Rewrite the records from the line with "Can you find the book lying" to the line with "[[800, 34]]", both lines included, and keep every line and word as it stands. Change only the x and y point coordinates: multiply each by 1.8 and round it to a whole number, with halves rounding up.

* **EXERCISE MATERIAL**
+ + + + +

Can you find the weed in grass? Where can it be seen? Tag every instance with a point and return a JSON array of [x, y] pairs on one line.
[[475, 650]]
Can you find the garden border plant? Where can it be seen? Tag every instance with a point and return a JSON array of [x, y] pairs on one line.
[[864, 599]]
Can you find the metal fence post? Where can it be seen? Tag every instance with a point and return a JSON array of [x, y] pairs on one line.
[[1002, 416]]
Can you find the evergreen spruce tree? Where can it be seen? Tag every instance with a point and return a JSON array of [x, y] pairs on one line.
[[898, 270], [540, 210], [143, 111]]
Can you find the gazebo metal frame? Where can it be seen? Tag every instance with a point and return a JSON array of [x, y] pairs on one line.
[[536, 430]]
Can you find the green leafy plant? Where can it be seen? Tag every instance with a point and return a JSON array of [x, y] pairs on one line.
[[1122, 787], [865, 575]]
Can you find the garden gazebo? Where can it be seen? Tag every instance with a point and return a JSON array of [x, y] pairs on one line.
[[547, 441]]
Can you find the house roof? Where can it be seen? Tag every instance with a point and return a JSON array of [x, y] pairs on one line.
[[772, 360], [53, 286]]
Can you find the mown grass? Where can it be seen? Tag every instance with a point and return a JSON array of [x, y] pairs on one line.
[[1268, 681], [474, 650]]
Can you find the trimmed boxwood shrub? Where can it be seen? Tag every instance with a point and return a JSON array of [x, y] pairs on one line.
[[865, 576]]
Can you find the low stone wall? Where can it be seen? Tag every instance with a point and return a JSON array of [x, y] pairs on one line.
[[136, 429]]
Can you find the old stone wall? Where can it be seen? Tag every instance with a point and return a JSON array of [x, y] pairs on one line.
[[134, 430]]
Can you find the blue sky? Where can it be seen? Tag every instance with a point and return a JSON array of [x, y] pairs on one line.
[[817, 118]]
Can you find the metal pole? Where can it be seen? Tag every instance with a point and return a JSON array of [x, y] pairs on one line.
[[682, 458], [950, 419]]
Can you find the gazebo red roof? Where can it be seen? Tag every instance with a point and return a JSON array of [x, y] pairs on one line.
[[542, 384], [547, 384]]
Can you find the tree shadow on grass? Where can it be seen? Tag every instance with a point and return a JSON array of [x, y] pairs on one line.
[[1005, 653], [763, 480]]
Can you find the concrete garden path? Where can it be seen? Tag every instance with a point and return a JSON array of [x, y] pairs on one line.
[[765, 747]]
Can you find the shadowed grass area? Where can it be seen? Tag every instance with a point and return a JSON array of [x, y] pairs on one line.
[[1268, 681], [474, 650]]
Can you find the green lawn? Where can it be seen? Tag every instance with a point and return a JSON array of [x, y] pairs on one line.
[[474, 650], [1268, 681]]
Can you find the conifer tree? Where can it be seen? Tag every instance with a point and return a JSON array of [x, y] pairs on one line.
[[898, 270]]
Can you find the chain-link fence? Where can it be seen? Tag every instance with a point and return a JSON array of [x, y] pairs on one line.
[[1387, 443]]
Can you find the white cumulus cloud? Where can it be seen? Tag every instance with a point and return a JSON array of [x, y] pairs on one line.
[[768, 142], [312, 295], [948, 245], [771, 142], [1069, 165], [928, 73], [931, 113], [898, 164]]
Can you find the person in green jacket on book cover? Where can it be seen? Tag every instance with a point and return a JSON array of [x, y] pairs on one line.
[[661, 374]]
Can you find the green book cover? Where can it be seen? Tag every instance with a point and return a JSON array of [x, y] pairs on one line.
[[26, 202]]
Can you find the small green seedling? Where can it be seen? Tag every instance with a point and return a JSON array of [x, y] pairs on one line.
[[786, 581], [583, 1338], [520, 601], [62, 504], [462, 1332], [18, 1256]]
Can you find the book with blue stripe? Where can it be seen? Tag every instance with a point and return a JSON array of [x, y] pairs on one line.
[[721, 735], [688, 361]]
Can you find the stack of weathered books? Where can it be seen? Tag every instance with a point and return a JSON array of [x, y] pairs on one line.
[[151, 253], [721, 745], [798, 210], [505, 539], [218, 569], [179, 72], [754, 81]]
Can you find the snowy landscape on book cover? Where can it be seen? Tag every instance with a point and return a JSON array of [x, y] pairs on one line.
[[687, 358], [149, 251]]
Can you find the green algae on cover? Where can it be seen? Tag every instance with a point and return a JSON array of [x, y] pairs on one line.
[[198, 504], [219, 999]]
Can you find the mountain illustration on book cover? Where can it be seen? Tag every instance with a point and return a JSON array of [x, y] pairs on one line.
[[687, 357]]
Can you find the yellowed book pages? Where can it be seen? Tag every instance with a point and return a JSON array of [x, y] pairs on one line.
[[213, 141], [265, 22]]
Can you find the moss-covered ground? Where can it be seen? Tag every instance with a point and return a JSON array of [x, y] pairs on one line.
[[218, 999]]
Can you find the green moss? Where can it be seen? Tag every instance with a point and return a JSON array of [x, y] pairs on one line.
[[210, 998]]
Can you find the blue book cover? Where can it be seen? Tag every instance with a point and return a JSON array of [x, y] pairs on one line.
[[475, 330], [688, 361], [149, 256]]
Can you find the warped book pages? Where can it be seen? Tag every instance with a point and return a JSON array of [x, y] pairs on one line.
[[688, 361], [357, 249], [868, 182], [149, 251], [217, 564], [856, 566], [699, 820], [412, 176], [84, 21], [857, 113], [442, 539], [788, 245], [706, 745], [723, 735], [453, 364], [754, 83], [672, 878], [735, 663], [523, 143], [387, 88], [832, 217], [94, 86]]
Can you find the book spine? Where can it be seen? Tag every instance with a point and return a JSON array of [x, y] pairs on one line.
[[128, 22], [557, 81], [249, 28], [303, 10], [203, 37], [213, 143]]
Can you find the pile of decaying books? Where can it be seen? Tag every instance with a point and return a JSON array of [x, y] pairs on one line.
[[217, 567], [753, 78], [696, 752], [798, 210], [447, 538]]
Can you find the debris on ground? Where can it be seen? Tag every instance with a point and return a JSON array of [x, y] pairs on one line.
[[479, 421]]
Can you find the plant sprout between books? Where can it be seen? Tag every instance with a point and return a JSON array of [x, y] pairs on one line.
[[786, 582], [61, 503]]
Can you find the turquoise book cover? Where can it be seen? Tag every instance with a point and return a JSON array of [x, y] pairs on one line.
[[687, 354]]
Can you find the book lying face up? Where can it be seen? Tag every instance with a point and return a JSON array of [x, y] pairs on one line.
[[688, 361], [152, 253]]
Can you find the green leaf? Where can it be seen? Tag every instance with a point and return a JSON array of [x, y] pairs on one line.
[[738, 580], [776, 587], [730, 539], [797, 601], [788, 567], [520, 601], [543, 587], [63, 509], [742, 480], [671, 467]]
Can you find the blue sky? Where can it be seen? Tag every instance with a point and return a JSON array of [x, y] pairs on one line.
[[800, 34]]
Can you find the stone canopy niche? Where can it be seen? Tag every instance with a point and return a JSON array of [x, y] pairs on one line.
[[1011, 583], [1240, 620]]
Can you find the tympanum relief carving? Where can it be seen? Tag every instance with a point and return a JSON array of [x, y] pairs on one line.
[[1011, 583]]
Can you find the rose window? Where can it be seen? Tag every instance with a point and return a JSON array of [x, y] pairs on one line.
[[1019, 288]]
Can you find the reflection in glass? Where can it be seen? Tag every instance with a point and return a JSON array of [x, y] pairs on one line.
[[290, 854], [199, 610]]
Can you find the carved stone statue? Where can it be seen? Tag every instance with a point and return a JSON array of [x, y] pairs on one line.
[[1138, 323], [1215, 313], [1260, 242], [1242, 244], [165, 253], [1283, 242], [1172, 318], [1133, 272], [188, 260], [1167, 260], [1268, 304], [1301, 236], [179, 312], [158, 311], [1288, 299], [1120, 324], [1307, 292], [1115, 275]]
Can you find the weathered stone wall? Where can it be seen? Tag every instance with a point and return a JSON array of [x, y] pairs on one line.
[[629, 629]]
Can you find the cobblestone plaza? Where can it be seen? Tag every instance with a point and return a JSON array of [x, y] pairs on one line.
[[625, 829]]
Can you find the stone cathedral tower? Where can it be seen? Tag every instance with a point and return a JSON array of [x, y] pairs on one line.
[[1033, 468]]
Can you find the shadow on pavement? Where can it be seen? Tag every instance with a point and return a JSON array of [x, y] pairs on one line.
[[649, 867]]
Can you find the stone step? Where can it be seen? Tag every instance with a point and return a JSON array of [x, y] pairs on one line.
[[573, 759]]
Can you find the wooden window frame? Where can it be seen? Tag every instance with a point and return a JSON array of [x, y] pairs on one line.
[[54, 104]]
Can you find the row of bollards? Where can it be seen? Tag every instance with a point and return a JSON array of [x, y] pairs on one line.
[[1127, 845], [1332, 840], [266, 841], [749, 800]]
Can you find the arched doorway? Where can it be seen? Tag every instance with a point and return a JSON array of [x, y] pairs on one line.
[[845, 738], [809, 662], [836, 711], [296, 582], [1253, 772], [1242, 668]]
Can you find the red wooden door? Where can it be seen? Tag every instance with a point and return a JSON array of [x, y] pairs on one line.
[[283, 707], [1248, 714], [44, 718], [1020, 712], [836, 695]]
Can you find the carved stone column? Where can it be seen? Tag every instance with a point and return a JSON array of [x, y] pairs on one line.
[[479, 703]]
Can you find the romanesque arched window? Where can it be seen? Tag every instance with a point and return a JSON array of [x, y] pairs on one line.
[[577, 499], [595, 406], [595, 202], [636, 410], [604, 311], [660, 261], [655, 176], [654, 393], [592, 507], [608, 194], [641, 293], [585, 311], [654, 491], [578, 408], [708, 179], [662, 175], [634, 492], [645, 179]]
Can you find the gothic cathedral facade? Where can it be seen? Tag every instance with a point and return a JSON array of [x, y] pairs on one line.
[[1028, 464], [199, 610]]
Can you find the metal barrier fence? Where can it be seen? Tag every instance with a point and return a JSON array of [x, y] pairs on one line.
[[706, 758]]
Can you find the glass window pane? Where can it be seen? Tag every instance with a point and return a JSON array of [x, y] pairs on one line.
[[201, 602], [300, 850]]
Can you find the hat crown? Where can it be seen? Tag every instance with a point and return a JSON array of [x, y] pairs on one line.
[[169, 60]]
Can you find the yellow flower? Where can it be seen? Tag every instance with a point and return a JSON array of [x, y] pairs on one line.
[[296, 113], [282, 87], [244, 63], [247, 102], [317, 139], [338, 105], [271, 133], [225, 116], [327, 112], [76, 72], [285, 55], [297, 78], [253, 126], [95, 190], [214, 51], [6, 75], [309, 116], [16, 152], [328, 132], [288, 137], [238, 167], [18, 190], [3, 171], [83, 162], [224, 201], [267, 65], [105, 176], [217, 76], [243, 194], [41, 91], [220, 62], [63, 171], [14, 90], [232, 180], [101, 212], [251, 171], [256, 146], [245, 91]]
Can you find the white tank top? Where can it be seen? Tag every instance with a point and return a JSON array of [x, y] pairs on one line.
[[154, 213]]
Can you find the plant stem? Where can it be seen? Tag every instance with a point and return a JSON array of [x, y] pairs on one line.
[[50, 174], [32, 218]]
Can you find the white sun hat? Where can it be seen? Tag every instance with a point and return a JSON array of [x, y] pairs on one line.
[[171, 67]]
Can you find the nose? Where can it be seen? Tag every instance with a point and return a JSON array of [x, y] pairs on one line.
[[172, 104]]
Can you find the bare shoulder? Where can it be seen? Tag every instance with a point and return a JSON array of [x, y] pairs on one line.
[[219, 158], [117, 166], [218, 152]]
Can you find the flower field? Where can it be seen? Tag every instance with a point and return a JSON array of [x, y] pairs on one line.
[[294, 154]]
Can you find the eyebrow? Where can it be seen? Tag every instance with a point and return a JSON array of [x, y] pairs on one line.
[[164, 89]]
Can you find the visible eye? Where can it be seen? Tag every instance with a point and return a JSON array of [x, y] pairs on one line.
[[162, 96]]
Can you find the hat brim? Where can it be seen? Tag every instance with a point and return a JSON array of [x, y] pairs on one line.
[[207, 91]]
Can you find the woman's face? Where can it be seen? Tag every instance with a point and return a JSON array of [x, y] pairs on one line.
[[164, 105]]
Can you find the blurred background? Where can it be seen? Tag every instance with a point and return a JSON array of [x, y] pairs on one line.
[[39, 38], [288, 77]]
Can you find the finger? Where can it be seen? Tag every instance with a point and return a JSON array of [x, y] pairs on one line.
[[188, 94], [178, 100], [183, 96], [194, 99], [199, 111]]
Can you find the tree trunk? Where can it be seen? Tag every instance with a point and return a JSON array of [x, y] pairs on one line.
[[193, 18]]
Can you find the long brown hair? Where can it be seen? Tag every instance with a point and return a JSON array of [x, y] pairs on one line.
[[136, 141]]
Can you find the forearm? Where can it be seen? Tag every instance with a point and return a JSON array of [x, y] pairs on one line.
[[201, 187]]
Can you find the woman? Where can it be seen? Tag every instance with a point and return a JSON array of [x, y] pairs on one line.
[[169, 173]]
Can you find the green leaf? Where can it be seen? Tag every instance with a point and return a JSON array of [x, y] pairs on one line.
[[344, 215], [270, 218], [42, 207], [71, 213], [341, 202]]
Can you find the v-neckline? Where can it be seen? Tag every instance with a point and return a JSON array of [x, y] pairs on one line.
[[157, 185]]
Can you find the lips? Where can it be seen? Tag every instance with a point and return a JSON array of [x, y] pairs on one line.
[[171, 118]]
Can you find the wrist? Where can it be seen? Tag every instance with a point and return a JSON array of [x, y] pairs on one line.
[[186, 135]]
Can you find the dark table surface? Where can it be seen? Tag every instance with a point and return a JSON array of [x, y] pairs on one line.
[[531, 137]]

+ + + + +

* **OUTPUT FOR THIS EXERCISE**
Can you find the book lying face up? Where can it be seen? Tag every instance with a point and return a JSON array of [x, y] pairs on one line.
[[1238, 650], [274, 455]]
Can you find the green leaf? Where can it be seen? Tag every instance with a point and return a JSON array of [x, y] pairs on one line.
[[1328, 1044], [1397, 1057], [1314, 970], [1435, 1082], [1418, 1021], [936, 1082], [977, 1057], [113, 916], [1336, 864], [1208, 841]]
Can you find the blue sky? Where can it be seen? Tag every instance with a point and return a JSON array of [x, y] pairs on one line.
[[1440, 61]]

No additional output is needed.